◆ **Exercise**
In the records below, find the line that contains "[tag] one dot per instance, sample [229,283].". Retype that line and all the lines after it through the end, leaving out the pictures.

(Location identification items)
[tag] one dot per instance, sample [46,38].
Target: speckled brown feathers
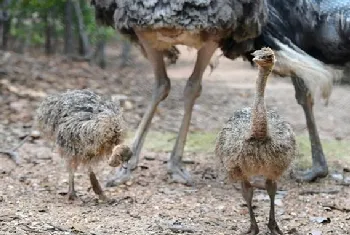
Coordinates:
[255,141]
[235,22]
[85,126]
[243,157]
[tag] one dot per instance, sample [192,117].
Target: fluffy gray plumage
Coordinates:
[244,157]
[238,20]
[84,125]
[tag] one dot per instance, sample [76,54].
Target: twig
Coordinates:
[336,207]
[310,192]
[12,154]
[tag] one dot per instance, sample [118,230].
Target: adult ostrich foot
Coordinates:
[253,230]
[319,163]
[274,229]
[311,174]
[180,175]
[122,175]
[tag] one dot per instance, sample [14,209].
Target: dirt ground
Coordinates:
[32,195]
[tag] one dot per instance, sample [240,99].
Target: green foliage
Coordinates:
[30,17]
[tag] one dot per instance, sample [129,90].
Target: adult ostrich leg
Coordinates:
[319,167]
[160,92]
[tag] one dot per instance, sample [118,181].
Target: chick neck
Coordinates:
[259,124]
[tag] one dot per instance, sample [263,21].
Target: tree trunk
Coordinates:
[5,24]
[125,54]
[48,33]
[68,28]
[100,54]
[83,38]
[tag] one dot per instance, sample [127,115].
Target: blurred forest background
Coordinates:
[56,27]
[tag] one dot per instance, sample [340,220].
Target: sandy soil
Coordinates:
[32,195]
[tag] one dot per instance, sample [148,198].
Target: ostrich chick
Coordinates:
[86,129]
[257,142]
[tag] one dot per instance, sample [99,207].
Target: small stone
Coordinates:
[35,134]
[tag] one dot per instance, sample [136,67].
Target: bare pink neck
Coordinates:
[259,125]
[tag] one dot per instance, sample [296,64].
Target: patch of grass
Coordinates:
[204,142]
[164,141]
[333,150]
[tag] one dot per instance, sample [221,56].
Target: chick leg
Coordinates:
[96,185]
[319,163]
[71,191]
[247,192]
[192,92]
[160,92]
[271,188]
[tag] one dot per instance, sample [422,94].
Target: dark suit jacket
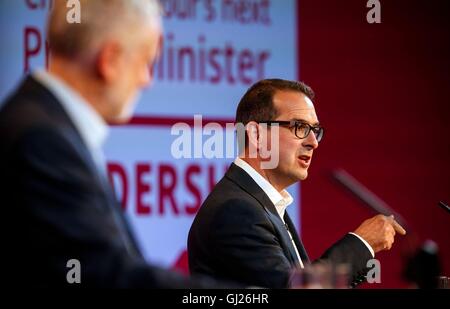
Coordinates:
[239,235]
[57,206]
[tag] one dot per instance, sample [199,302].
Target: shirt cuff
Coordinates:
[366,243]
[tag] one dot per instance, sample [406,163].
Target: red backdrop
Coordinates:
[382,94]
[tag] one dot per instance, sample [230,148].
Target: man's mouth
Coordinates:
[304,161]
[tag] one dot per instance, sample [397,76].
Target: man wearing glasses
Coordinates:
[242,231]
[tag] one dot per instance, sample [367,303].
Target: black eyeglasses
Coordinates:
[301,129]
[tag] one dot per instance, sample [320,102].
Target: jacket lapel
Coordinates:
[244,181]
[71,134]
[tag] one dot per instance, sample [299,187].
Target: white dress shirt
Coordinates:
[91,126]
[281,200]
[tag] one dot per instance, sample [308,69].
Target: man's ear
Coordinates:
[109,61]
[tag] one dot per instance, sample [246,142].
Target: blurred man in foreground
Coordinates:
[242,231]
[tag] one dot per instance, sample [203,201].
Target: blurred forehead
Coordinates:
[293,105]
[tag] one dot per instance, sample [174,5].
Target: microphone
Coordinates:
[444,206]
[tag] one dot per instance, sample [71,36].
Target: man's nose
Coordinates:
[310,141]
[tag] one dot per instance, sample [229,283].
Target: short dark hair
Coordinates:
[257,102]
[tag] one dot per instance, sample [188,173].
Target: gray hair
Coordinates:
[100,20]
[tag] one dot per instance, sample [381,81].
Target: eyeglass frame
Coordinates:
[295,124]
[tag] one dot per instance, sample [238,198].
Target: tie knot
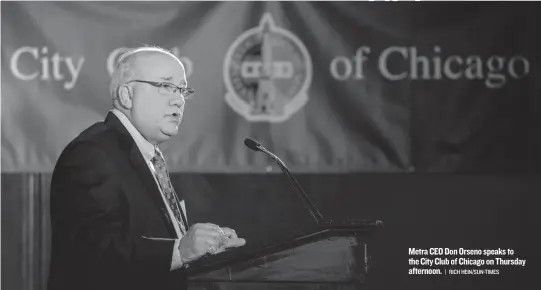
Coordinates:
[158,160]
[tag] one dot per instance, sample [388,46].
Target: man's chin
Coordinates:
[168,133]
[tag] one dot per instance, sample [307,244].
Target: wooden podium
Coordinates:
[331,256]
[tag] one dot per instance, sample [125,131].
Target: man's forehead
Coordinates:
[161,65]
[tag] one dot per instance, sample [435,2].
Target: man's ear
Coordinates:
[125,94]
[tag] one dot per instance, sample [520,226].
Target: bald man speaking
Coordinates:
[117,222]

◆ **The solution**
[tag] one dot per instance, sample [229,283].
Target: short dark hair
Coordinates:
[257,102]
[tag] one dot per instance, sample [188,173].
Target: gray hair
Coordinates:
[100,20]
[tag] one dot per instance, sample [381,81].
Target: eyeglass frame
Coordinates:
[295,124]
[tag] one dot per instance, sample [238,198].
Target: tie knot
Coordinates:
[158,160]
[tag] one dot per instance, sample [388,46].
Target: man's chin
Coordinates:
[168,133]
[tag] one dot per instance, sample [307,244].
Target: wooden podium
Coordinates:
[331,256]
[tag] one dot per instance, sample [125,131].
Target: man's forehead
Coordinates:
[161,65]
[tag] one dot per instance, sample [435,2].
Target: man's ear
Coordinates:
[125,94]
[tag] one dot per instance, sample [520,226].
Target: bald man speaking
Coordinates:
[117,222]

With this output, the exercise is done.